■ Supplied data
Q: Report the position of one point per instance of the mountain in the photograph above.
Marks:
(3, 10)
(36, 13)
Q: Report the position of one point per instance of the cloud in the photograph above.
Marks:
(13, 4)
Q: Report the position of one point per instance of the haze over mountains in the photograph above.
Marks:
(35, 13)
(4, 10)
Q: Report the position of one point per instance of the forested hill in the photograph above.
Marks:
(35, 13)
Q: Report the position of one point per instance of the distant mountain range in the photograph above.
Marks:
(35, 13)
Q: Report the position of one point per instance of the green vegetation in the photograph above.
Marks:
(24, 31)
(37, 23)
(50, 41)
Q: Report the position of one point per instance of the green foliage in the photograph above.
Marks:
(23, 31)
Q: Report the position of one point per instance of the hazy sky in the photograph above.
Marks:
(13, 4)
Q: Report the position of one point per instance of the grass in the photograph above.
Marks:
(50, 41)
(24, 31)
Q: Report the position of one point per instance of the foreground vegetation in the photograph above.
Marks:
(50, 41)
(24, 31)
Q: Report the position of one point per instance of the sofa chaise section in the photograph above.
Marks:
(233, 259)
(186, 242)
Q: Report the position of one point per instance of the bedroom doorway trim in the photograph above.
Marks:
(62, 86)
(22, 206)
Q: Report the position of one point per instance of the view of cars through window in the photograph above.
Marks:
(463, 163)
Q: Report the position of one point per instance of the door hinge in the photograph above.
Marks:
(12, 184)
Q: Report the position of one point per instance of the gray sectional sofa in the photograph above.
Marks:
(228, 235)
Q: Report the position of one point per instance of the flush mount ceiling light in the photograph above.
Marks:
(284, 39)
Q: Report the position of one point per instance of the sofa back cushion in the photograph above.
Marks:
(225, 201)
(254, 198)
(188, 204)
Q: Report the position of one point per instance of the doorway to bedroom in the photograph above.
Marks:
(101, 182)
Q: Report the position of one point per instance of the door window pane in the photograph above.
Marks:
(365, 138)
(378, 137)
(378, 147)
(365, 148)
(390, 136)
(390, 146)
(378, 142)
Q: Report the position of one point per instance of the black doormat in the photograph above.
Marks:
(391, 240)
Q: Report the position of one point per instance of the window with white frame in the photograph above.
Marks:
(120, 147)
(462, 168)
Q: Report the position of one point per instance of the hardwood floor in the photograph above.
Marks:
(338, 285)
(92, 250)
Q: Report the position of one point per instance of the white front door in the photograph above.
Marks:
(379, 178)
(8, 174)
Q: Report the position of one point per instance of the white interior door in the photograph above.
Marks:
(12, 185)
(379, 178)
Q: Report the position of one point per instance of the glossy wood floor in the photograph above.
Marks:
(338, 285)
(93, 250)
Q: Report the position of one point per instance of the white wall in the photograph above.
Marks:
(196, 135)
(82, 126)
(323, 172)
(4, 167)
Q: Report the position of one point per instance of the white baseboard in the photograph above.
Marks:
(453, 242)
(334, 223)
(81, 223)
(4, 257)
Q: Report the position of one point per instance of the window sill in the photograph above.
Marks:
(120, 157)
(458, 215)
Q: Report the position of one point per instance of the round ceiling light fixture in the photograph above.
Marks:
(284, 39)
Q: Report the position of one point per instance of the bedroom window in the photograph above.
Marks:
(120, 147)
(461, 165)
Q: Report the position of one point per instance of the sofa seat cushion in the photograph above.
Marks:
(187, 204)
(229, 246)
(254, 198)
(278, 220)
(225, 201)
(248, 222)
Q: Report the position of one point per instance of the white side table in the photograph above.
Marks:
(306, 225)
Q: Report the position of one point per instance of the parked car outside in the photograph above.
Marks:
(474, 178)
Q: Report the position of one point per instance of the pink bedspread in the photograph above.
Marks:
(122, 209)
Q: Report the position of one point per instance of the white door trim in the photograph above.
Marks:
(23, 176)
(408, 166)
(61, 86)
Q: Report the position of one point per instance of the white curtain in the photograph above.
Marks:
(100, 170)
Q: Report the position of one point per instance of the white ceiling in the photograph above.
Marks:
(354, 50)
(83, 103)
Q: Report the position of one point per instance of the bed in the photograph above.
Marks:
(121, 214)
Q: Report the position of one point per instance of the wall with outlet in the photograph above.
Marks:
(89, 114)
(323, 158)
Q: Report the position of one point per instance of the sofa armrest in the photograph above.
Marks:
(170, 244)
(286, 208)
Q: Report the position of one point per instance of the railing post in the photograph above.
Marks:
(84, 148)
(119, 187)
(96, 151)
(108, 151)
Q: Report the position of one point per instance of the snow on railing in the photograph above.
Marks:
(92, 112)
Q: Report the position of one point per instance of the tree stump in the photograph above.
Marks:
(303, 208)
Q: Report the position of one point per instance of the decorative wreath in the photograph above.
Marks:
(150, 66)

■ What is needed
Report every line of the data above that contains the string "railing" by copying it in full.

■ Answer box
Q: Report the position of one point per instance of the railing post in the photograph above.
Q: Report the position of one point per instance of the snow on railing in the photograph above.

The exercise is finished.